**Work instructions:**
Continue the Titan Attacks! review below from its last sentence, keeping its tone.

**Excerpted passage:**
□ □ □ □ □ □ □
Titan Attacks! is Space Invaders And Then Some. From the get-go, Puppy Games’ self-professed tribute to an all-time great makes no secret of who its heroes are. Alien ships crawl from left to right, descending at the end of each full length, while you roll across the bottom and take them out. Motherships glide across the top of the screen, taunting your terrible aim with their diminutive size. The game even takes place in a 4:3 play area, layered with the fuzzy lines of an old TV screen, harking back to the arcade cabinets in which it may have once sat.
• Developer: Puppy Games/Curve Studio (PS3/PS4/Vita)
• Publisher: Puppy Games/Curve Digital (PS3/PS4/Vita)
• Reviewed on: PS4/PS3/Vita (Crossbuy, all versions tested)
• Also Available On: Windows, Mac, Linux
• Release Date: May 6th (US)/May 7th (EMEA)
However, these are where the copycat similarities draw to a close. Puppy Games built upon a typical tower-defence game with Revenge of the Titans by adding vast upgrade trees and enemies with the brain power to actively attack turrets. Much in the same way, their version of Space Invaders – ported to Sony platforms by Curve Digital – delivers a number of twists on what others would simply clone and leave alone. The result is a sharp and pure love letter to shoot-em-ups across the ages, but one that distinctly does its own thing.
As you fight on the Earth, the Moon and planets beyond in a war across the galaxy – referred to as you invading space, ha ha! – the aliens upgrade their arcade game encyclopaedias. They’ll start to fly and roll into the screen in formation, like they do in Galaga. Some will descend the screen, firing at you, Galaxian-style. Firepower grows, culminating in laser beams and explosive minions, the shockwave of which cuts you off from part of the level until it clears.
□ □ □ □ □ □ □
**Stored data:**
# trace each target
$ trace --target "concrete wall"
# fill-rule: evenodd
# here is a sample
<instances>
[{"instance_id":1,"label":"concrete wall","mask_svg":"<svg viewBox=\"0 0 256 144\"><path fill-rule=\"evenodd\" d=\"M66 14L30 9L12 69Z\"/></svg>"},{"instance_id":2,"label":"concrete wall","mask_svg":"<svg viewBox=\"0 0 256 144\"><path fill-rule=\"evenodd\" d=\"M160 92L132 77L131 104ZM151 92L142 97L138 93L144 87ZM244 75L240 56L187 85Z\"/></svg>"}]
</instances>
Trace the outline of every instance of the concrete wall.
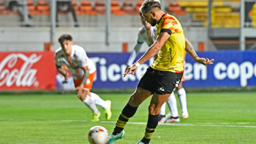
□ □ □ □ □ □ □
**Answer to the exercise:**
Enemies will even crash to the ground when hit instead of simply exploding; when compounded with the Asteroids of later levels it rapidly becomes clear that there is no such thing as a safe place to be. What began as Space Invaders becomes an amalgamation of classics, a Now: That’s What I Call Shmups compilation of never-ending blaster fire and swooping alien beasties.
I could say that, like Gradius, Titan Attacks! allows you to upgrade your weapons – but, in truth, it’s nothing like Gradius at all. A cash stockpile is built up by blowing up ships and capturing the aliens occasionally parachuting from the wreckage – provided you don’t accidentally shoot the latter in the air. Cash can be used to upgrade firepower, the number of bullets fired at once as well as the number of guns, turning your diminutive pea-shooter into a hulking cannon crammed full of explosive delights.
That said, upgrades – and high scores – are only really possible through feats of genuine skill. The money in the bank is also used to top up your shield, with each chunk of shield costing more each time – but it’s not a permanent upgrade. The same chunk of shield costs the same to top up again if it’s taken out by enemy fire. Taking a hit also kills your multiplier, built up by surviving up to 9 waves without taking a hit.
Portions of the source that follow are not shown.